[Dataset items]
::::::::

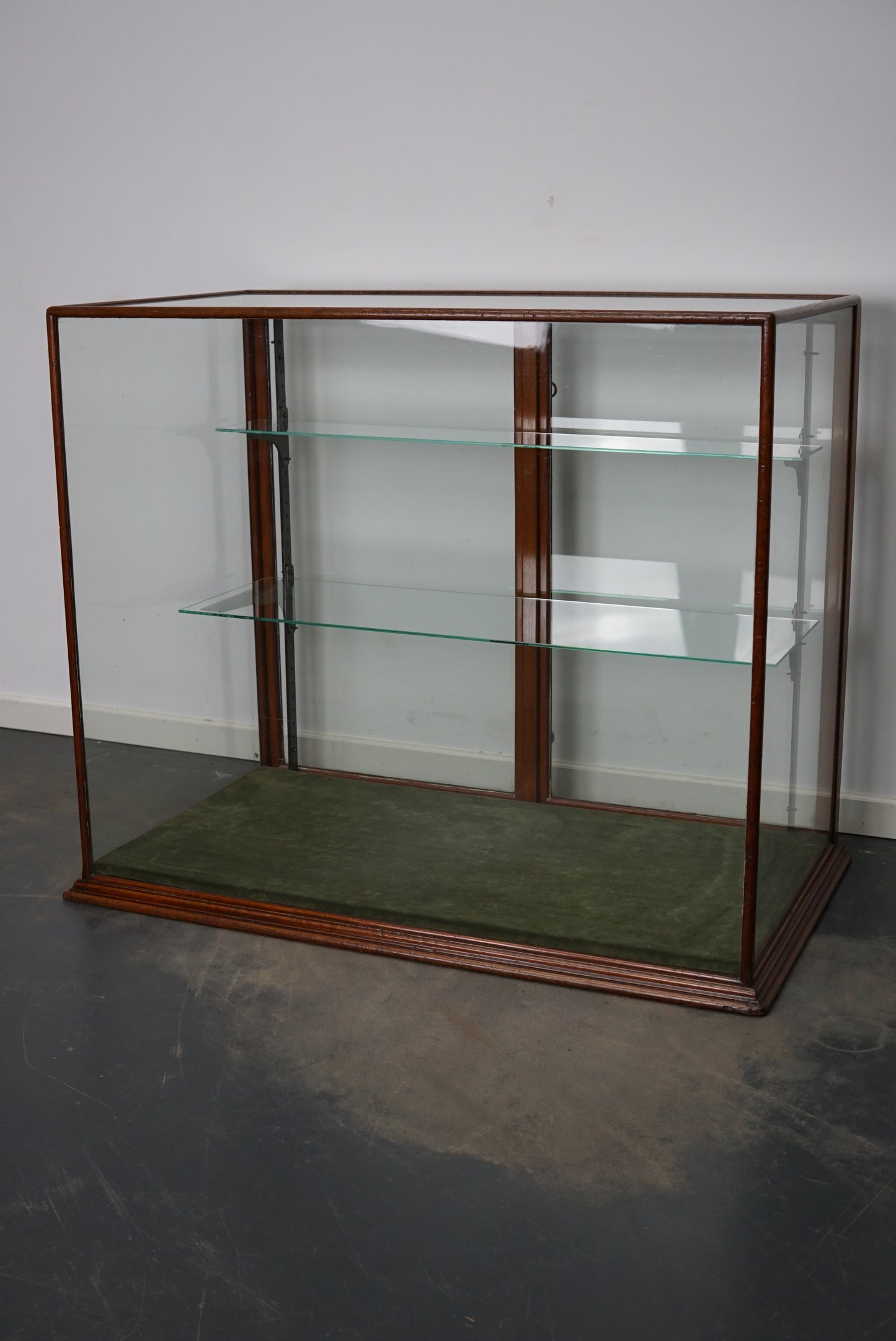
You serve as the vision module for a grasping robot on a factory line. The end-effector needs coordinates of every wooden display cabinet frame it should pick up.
[47,290,861,1015]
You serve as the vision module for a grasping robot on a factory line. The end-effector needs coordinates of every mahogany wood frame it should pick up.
[47,290,861,1015]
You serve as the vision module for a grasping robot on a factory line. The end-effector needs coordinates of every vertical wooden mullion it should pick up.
[830,303,861,838]
[740,318,776,986]
[513,322,551,800]
[243,319,283,768]
[47,316,94,880]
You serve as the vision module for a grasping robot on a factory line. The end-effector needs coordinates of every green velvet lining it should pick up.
[97,768,827,973]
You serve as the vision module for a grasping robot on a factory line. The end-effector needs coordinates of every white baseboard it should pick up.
[0,694,896,838]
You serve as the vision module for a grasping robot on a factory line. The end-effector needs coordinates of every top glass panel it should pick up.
[94,290,820,315]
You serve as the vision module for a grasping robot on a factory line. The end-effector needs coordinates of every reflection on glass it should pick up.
[217,413,817,461]
[181,578,817,665]
[758,311,852,945]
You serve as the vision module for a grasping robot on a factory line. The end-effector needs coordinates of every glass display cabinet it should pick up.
[48,293,860,1014]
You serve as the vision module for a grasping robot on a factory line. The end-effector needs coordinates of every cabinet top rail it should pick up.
[48,290,858,323]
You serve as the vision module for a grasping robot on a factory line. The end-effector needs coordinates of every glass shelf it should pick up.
[216,417,825,461]
[180,578,818,665]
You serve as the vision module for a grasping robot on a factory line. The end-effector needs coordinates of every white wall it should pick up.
[0,0,896,836]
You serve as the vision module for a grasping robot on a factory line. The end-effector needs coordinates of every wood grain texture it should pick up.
[243,321,285,767]
[513,322,551,800]
[740,321,776,985]
[64,875,763,1015]
[47,315,92,875]
[753,844,850,1014]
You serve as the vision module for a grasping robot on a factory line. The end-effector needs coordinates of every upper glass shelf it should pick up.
[180,578,818,665]
[216,417,830,461]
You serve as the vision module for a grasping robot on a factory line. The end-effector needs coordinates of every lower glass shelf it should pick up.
[180,578,818,665]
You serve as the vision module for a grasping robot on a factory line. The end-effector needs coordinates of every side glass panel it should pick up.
[59,318,259,863]
[756,310,852,949]
[551,323,761,972]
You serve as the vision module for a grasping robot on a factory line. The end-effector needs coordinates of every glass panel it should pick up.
[59,319,259,857]
[269,321,513,791]
[181,578,817,665]
[756,311,852,947]
[551,323,767,973]
[115,290,832,312]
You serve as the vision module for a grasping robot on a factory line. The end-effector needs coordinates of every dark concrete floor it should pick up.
[0,732,896,1341]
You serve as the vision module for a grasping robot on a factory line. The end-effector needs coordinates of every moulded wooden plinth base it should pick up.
[64,845,849,1015]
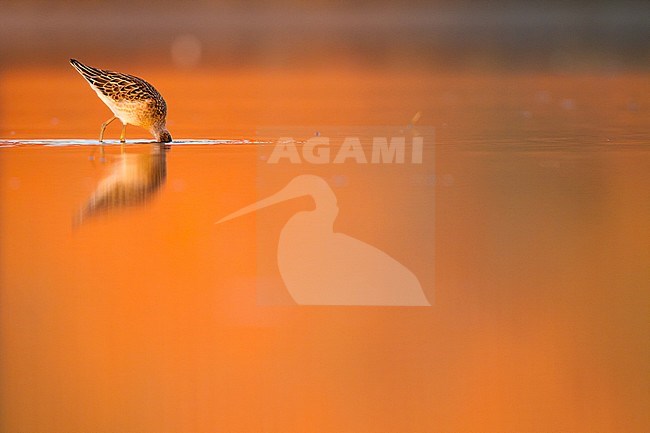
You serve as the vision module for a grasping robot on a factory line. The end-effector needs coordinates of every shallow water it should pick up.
[0,71,650,432]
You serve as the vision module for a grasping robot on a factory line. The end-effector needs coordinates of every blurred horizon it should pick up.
[0,0,650,73]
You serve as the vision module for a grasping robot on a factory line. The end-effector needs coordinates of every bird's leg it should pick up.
[120,123,126,143]
[99,116,117,143]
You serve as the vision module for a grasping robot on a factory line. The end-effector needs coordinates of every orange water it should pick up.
[0,68,650,433]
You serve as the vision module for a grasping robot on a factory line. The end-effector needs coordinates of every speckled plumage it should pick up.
[70,59,172,143]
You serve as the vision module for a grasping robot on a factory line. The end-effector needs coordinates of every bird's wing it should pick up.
[70,59,162,101]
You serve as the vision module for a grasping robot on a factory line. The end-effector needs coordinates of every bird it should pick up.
[217,174,431,306]
[70,59,172,143]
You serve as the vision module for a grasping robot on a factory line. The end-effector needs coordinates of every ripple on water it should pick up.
[0,138,268,148]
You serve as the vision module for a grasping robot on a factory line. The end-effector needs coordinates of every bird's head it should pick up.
[151,125,172,143]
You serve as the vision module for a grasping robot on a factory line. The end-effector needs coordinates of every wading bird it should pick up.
[217,175,430,306]
[70,59,172,143]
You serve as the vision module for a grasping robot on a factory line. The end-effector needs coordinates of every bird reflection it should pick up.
[74,144,167,226]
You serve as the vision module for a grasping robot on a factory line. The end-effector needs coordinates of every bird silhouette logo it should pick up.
[217,175,431,306]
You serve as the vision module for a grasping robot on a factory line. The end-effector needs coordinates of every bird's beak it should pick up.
[216,185,302,224]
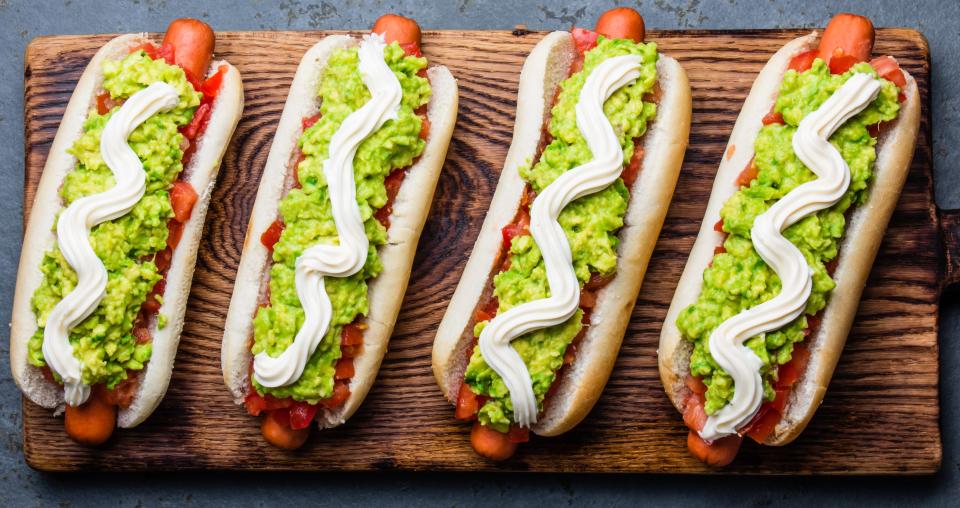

::::::::

Pick out every line of the listing that contains the word "white", treating uppercase and lowercase as different.

### Reply
You serve as the vision module for a grasping robot on a factory line. The end-effector needs coordinates of every white baseboard it should pick up.
You serve as the vision module for a grasping robot on a factory line. The end-effector needs coordinates of every white wall it should pick up.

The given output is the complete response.